— BEGIN Data to process —
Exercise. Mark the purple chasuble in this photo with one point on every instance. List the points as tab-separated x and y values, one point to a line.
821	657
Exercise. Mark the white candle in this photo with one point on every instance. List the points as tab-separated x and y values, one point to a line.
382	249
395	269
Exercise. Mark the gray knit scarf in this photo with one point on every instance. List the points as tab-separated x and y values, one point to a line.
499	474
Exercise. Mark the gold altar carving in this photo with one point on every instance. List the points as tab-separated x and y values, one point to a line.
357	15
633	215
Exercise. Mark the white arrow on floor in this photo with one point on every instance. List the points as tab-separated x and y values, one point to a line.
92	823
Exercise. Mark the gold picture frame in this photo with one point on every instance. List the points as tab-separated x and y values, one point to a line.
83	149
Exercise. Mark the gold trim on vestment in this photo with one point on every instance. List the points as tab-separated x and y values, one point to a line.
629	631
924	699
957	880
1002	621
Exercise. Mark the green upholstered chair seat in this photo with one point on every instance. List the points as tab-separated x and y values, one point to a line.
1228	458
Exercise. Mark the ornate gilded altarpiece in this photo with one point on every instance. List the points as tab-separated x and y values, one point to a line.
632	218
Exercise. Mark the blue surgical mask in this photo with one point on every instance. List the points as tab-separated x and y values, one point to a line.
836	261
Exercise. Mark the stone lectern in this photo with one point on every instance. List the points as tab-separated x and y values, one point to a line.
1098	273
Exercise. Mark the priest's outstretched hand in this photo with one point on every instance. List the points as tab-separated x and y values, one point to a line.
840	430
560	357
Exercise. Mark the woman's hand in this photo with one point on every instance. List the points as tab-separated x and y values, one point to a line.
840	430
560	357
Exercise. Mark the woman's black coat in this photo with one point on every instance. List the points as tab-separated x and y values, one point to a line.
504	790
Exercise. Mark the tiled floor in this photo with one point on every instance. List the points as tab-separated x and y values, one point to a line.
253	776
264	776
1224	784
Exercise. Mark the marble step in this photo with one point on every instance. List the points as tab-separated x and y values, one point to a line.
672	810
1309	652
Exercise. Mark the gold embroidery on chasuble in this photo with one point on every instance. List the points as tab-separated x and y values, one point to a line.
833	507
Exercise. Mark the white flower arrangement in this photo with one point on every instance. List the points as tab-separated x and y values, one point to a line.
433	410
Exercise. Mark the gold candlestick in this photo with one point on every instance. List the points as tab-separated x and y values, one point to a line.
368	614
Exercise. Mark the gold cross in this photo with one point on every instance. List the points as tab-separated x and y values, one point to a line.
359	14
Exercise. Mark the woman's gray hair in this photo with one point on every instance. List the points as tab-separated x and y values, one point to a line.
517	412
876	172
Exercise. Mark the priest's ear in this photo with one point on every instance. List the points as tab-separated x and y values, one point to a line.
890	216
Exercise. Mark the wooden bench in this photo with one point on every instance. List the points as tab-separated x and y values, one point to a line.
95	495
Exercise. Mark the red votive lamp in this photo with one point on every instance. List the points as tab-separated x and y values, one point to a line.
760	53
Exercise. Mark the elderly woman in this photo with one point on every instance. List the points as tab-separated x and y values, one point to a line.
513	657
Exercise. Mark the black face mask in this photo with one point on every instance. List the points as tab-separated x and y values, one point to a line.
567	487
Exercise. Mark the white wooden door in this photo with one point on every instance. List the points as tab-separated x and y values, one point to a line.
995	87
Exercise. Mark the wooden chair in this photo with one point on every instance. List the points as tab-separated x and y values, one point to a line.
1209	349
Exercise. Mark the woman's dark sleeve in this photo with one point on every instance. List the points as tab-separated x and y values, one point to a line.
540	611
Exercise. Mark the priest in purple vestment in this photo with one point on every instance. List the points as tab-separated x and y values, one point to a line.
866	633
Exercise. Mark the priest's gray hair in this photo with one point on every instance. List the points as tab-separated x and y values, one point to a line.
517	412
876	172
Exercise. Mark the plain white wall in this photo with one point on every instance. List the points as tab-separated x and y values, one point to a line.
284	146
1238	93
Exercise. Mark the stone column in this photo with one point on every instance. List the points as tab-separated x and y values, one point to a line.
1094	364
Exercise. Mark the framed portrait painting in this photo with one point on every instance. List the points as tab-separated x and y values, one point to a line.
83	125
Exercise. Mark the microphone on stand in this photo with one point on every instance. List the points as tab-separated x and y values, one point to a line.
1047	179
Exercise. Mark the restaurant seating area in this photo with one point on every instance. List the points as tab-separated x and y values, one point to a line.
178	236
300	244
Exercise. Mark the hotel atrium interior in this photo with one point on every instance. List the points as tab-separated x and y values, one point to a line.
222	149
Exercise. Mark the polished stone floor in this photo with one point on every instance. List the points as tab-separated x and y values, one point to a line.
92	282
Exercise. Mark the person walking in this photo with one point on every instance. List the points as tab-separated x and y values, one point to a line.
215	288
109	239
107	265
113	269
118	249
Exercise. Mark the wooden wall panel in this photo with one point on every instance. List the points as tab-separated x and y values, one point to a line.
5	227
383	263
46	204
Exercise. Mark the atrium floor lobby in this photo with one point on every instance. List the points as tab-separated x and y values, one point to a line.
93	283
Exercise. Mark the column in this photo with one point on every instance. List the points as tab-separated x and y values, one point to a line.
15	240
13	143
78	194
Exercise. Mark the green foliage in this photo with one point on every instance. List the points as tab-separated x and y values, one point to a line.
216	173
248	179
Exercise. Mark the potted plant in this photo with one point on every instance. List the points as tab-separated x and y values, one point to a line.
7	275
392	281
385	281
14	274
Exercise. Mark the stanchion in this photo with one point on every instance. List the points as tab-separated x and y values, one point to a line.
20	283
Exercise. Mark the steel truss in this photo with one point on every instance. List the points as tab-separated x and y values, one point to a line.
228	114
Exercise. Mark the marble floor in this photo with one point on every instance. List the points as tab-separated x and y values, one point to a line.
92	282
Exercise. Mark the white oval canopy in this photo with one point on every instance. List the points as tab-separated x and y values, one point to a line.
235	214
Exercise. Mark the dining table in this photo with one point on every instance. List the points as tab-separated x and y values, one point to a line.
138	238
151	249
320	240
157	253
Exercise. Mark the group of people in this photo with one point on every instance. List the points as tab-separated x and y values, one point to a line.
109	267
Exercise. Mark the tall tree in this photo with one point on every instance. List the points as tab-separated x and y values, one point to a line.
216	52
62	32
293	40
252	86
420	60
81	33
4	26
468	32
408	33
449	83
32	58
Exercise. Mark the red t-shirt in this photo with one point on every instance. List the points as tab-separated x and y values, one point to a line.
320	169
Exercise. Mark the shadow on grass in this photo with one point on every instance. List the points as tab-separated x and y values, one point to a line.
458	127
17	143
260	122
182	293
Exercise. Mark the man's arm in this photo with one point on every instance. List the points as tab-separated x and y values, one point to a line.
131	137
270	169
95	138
— END Data to process —
◆ **Stated exercise**:
Transcribe every entry verbatim.

◆ **Expected answer**:
Exercise. Mark the purple chasuble in this photo with one point on every instance. List the points as tab-separated x and y values, one point to a line.
821	657
Exercise. Mark the white candle in this photo with one point on every instance. List the points as tab-separated x and y values, one point to a line.
382	249
395	269
Exercise. Mark the gray knit scarf in this photo with one point on every instance. List the points as tab-separated x and y values, one point to a line.
499	474
Exercise. Mark the gold altar carving in this photo with one point on every instance. List the points as tab-separated x and y values, one point to a line.
357	15
633	215
Exercise. Mark the white arrow on floor in this photo with one point on every instance. List the points as tab-separated x and y values, one point to a line.
92	823
Exercise. Mark the gold picture frame in this photo with one point on every instance. List the points as tab-separated x and y values, one point to a line.
83	149
Exercise. Mark the gold trim on vestment in this photo with one point on every instance. List the points as tab-separated x and y values, one point to a line.
629	631
924	699
957	880
1002	621
Exercise. Mark the green upholstered chair seat in this photo with one point on every instance. List the points as tab-separated x and y values, one point to a line.
1228	458
Exercise. Mark the ornate gilded altarpiece in this photo with one point on every instance. List the points as tab-separated x and y values, one point to a line.
632	218
Exercise. Mark the blue surgical mask in this photo with one point on every instance. List the points as tab-separated x and y values, one point to a line.
836	261
Exercise. Mark the stone lectern in this photo with one point on every instance. List the points as tab-separated x and y values, one point to a line.
1098	273
Exercise. Mark the priest's outstretched hand in this photo with one point on every instance. List the points as tab-separated x and y values, one point to a line.
840	430
560	357
Exercise. Mark the woman's hand in this photo with one point on every instance. List the points as tab-separated x and y values, one point to a line.
840	430
560	357
Exercise. Mark the woman's black coat in this photo with one point on every instance. List the points as tab-separated x and y values, one point to a line.
504	790
Exercise. Mark the tiled floor in this photo with one point on every instance. List the points as tab-separated x and y values, one point to a line.
253	776
264	776
1224	784
Exercise. Mark the marble step in this photo with one point on every instance. List the points as tab-separated x and y values, one point to a line.
672	810
1309	652
Exercise. Mark the gold embroidery on chasuble in this photo with one point on every instance. List the points as tab-separated x and y values, one point to a line.
833	507
Exercise. Mark the white flower arrangement in this photo with one point on every instance. List the points as tab-separated x and y values, one point to a line.
433	410
Exercise. Mark the gold candlestick in this photo with one point on every instance. List the points as tab-separated x and y values, one point to a line.
368	614
Exercise. Mark the gold cross in this photo with one point on every instance. List the points as tab-separated x and y values, one point to a line.
359	14
Exercise. Mark the woman's gray hair in this photo with one point on every instance. List the points as tab-separated x and y values, one point to a line.
517	412
876	172
Exercise. Mark the priest's ear in this photo with one point on every instance. List the points as tab-separated x and y values, one point to a line.
890	216
Exercise. Mark the wooden bench in this photo with one point on every instance. List the points as tab-separated x and y values, one point to a line.
95	495
Exercise. Mark the red votive lamp in this photo with one point on every instance. List the points as tab-separated x and y values, one point to a line.
760	53
Exercise. Mark the elderly woman in this photo with one point on every instance. List the points as tab-separated x and y values, one point to a line.
513	657
Exercise. Mark the black face mask in this photo with one point on every instance. List the points as tab-separated x and y values, one point to a line.
567	487
Exercise. Mark the white wooden door in this photo with one point on every instance. List the points as tab-separated x and y values, one point to a line.
995	87
Exercise. Mark the wooden chair in this photo with one point on every instance. List the points as tab-separated x and y values, one point to a line.
1209	349
Exercise. Mark the woman's dark sleeve in this photo with one point on every instance. List the points as tab-separated x and y values, one point to a line.
540	611
Exercise. Mark the priest in purple vestment in this photo with one point on every instance. List the points as tab-separated x and y values, one point to a line.
866	633
Exercise. Mark the priest's gray hair in this photo with one point on every instance. List the points as tab-separated x and y values, one point to a line.
517	412
876	172
Exercise. Mark the plain white wall in this photo with one point on every instance. List the points as tab-separated x and y values, one point to a line.
284	146
1238	93
Exercise. Mark the stone column in this photo with one point on every instance. List the points as tab-separated x and y values, one point to a line.
1094	364
Exercise. Mark the framed portrait painting in this photo with one point on every instance. List the points as tab-separated x and y values, one point to a line.
83	125
Exercise. Mark the microphone on stand in this photo with one point on every instance. List the points as tab-separated x and y values, one point to a line.
1047	179
Exercise. Mark the restaurant seating area in this photo with one point on every instance. List the points as tab-separated x and y values, one point to a line.
178	236
300	244
Exercise. Mark the hotel atrium interior in this photo with one point on every instance. List the points as tab-separated x and y values, one point to a line.
222	149
Exercise. Mark the polished stone floor in this photo with one point on every instance. List the points as tab-separated x and y values, one point to a line.
92	282
Exercise. Mark the person walking in this photo with one point on every instance. List the points as tab-separated x and y values, one point to a line.
215	288
109	239
107	265
113	269
118	249
Exercise. Mark the wooden wall panel in this photo with one point on every instance. List the points as tab-separated x and y values, one point to a line.
5	227
383	263
46	204
Exercise. Mark the atrium floor lobby in this photo with one point on every instance. List the points as tab-separated x and y values, one point to a line.
93	283
Exercise. Mark the column in this photo with one point on every instance. List the points as tab-separated x and y values, one point to a line.
15	240
13	143
78	194
Exercise. Mark the green foliage in this photo with one point on every instance. List the points as tab-separated x and y values, one point to a line.
216	173
248	179
Exercise. Mark the potted plant in this photo with one point on every instance. List the points as tab-separated x and y values, one point to a line.
7	275
392	281
385	281
14	274
Exercise. Mark the stanchion in this photo with one point on every instance. List the points as tab-separated x and y values, one point to a line.
20	283
Exercise. Mark the steel truss in this photo with one point on every instance. List the points as tab-separated x and y values, one point to a line.
228	114
Exercise. Mark the marble floor in this photo with one point on every instance. List the points as tab-separated x and y values, one point to a line.
92	282
Exercise. Mark the white oval canopy in this photo with one point on every instance. List the points as tab-separated x and y values, one point to a line.
235	214
Exercise. Mark the dining table in this photo with one point on every instance. List the points as tab-separated x and y values, one point to a line.
138	238
151	249
320	240
157	253
Exercise. Mark the group of people in this photo with one point on every instance. List the points as tab-separated x and y values, one point to a line.
109	267
Exercise. Mark the tall tree in this photo with one point on every instance. List the points as tab-separated x and y values, one point to a line.
216	52
62	32
293	40
252	86
420	60
81	33
4	26
468	32
408	33
449	83
32	58
Exercise. Mark the red t-shirt in this photo with one point on every instance. List the points as tab-separated x and y values, one point to a line.
320	169
Exercise. Mark the shadow on grass in this photo with one point on every instance. List the points as tab-separated x and y values, one point to a line.
458	127
17	143
260	122
182	293
Exercise. Mark the man's arm in this photo with one point on every instance. List the points as tab-separated x and y values, one point to a line.
131	137
270	169
95	138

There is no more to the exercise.